» WORK TO BE COMPLETED
Without the pictures, set down the records below word for word.

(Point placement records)
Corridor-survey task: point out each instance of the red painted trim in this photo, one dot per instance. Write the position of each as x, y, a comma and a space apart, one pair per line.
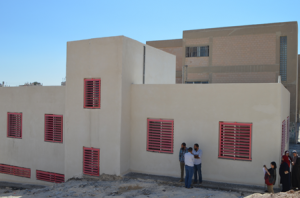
235, 142
91, 161
13, 133
53, 128
94, 97
50, 177
15, 170
160, 139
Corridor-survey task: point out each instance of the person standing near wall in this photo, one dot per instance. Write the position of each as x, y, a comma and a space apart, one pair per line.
284, 172
270, 176
295, 171
189, 167
197, 164
183, 150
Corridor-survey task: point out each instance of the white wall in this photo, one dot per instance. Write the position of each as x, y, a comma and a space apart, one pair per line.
197, 111
31, 151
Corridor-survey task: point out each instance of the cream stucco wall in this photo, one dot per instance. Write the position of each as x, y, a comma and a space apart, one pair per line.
196, 111
31, 151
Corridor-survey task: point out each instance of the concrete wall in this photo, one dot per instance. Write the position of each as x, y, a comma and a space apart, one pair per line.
196, 120
31, 151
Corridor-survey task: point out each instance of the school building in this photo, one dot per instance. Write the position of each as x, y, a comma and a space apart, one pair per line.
121, 111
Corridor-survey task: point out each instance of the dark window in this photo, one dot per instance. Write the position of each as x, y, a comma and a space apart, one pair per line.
283, 58
200, 51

» TASK ANSWER
Corridor-survey task: point out each instance of the red painted trim in this photo, one dot per instance. Write the position of each as x, y, a comma and a space apart, one pair per line.
235, 142
91, 161
13, 133
53, 128
94, 97
50, 177
15, 170
160, 139
Corridor-survey task: point out each instance of the person standing near wall in this photo, one dot per instance. Write the position of each as x, y, a comma and a space apart, one pair per line.
284, 172
270, 176
295, 171
189, 167
197, 164
183, 150
Corridor-survey task: point out each instance of the white wall in this photo, one dot per instance. Write the position of each as x, y, a comma and a space apart, one pair per line.
197, 111
31, 151
Corridor-survey task: point out each instance of the cream stucco wall in this photo, one dot per instance. Write the position of each as x, y, a comma and a space apart, one pair per line.
196, 111
31, 151
Corridor-survey task: point out each instance of the concrete wall in this photo, one dot per instance. Write the position of each as x, y, a comma and a space apart, one pair per line.
196, 120
31, 151
Corridor-survey task: point out each instance of the school building in this photo, one dot per instance. Write the position of each as x, y, a comma and a space apart, one pair per line.
121, 111
Corridor-survey task: point out each instance of the dark window in this photo, one dot per instance. Write the position of each as x, y, a comma and a space apart, one pair per line.
283, 58
200, 51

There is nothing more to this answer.